Segment Open

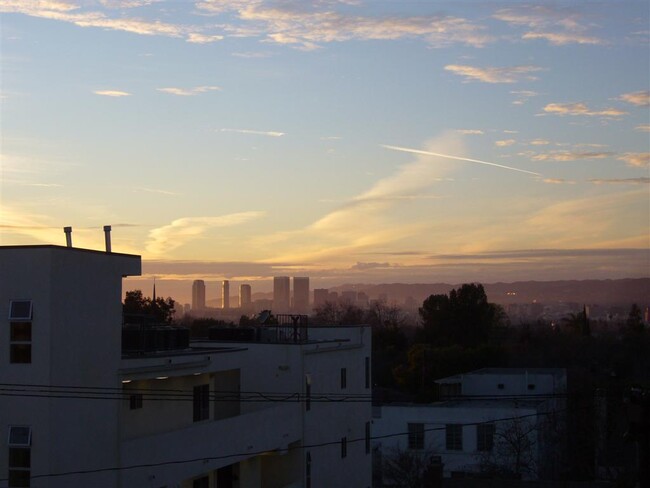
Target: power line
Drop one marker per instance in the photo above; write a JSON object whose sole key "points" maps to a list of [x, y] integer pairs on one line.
{"points": [[255, 453]]}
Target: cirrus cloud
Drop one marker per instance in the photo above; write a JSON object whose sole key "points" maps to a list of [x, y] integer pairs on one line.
{"points": [[511, 74], [169, 237], [580, 108]]}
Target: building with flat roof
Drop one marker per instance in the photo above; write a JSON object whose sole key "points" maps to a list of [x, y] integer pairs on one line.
{"points": [[300, 295], [93, 401], [281, 294], [225, 294], [198, 295]]}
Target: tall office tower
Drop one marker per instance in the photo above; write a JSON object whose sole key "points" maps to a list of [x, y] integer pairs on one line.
{"points": [[225, 294], [198, 295], [301, 294], [321, 295], [281, 294], [245, 296]]}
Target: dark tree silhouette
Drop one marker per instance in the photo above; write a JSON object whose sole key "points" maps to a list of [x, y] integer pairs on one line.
{"points": [[463, 317], [160, 309]]}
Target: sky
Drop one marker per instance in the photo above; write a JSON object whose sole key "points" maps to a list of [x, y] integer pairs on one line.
{"points": [[349, 141]]}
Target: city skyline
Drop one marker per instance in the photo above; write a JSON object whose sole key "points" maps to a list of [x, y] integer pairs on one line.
{"points": [[349, 142]]}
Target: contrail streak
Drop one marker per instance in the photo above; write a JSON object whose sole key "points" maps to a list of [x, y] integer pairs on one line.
{"points": [[429, 153]]}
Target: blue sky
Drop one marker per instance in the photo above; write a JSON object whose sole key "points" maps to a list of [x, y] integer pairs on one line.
{"points": [[241, 140]]}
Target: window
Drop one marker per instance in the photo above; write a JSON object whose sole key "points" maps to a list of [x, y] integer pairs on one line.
{"points": [[20, 440], [485, 437], [416, 436], [367, 372], [20, 331], [202, 482], [20, 310], [201, 402], [367, 437], [135, 401], [454, 437], [308, 470]]}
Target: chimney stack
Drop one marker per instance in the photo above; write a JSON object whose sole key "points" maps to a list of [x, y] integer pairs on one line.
{"points": [[107, 237], [68, 236]]}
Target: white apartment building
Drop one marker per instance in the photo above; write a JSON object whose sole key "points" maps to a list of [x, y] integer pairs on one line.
{"points": [[509, 420], [87, 402]]}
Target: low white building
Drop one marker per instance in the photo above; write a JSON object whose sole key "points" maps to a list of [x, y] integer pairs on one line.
{"points": [[88, 402], [508, 421]]}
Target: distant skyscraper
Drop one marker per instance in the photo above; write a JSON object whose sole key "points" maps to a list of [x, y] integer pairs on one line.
{"points": [[281, 294], [225, 294], [301, 294], [198, 295], [245, 296], [321, 295]]}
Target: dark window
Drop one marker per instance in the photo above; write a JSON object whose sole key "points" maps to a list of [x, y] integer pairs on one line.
{"points": [[485, 437], [202, 482], [367, 437], [20, 342], [416, 436], [20, 436], [367, 372], [454, 437], [20, 439], [135, 401], [20, 310], [201, 402]]}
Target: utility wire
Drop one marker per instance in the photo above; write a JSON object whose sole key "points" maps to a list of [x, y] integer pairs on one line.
{"points": [[255, 453]]}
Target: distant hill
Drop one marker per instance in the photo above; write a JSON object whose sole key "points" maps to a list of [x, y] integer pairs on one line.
{"points": [[604, 292]]}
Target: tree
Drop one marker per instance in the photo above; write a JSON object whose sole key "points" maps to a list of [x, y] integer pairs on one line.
{"points": [[463, 317], [409, 468], [160, 310], [634, 322], [513, 453]]}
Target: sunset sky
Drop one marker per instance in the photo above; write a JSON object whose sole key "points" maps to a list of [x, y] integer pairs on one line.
{"points": [[245, 139]]}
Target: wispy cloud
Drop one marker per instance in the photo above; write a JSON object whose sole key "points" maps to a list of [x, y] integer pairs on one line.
{"points": [[165, 239], [636, 159], [558, 181], [112, 93], [198, 38], [580, 108], [570, 156], [640, 98], [618, 181], [561, 38], [188, 92], [156, 190], [269, 133], [558, 26], [511, 74], [307, 26], [458, 158], [522, 96]]}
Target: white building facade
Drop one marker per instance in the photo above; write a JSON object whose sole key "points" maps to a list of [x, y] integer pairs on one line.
{"points": [[87, 405], [504, 421]]}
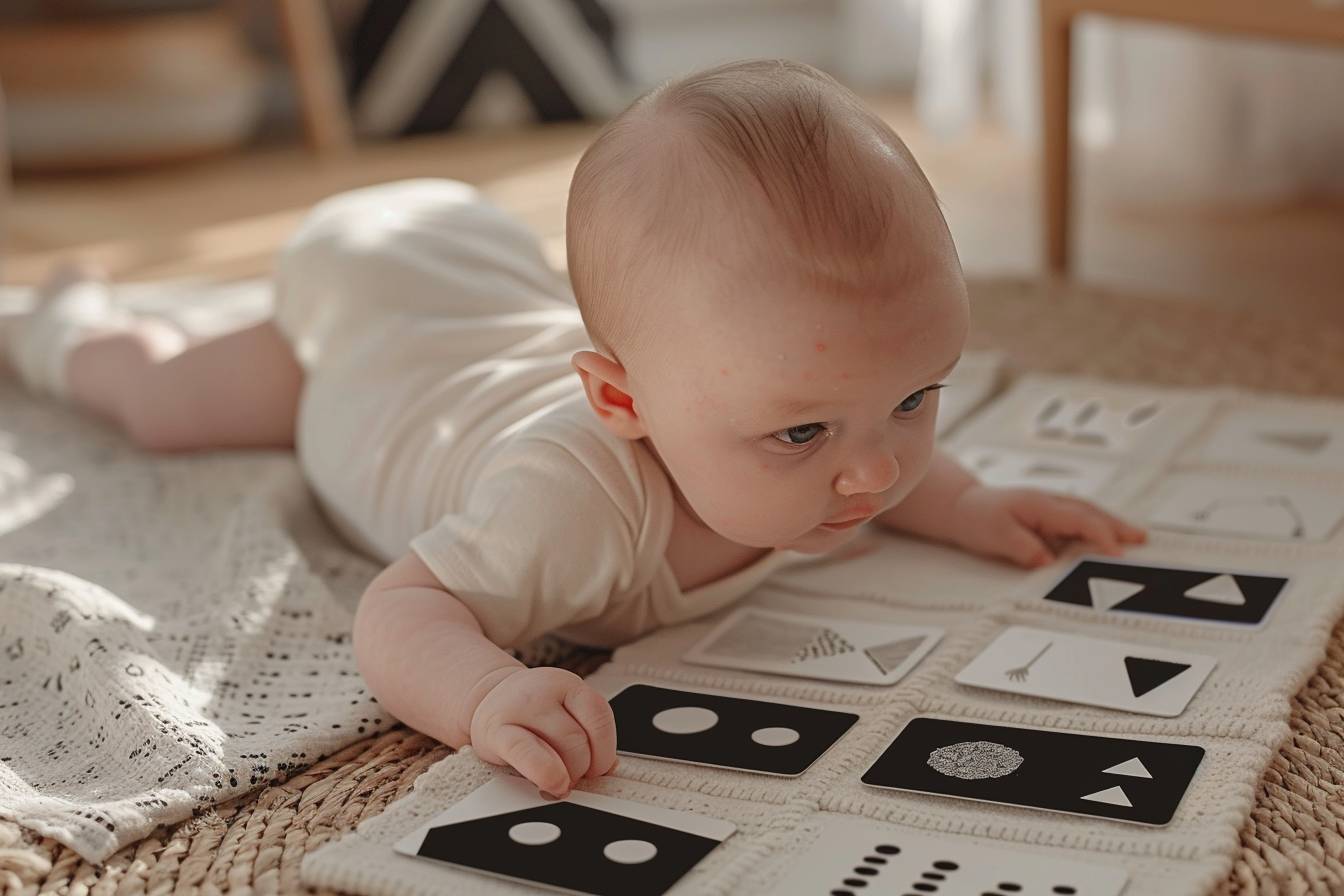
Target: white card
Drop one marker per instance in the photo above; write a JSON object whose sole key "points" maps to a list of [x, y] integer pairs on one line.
{"points": [[1135, 677], [1005, 468], [582, 844], [1307, 441], [858, 856], [821, 648], [1110, 423], [1254, 508]]}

Segment Closed

Aim of the exercise —
Search the data above for the string "distant" and copy each line that has it.

Result —
Target: distant skyscraper
Target: distant hill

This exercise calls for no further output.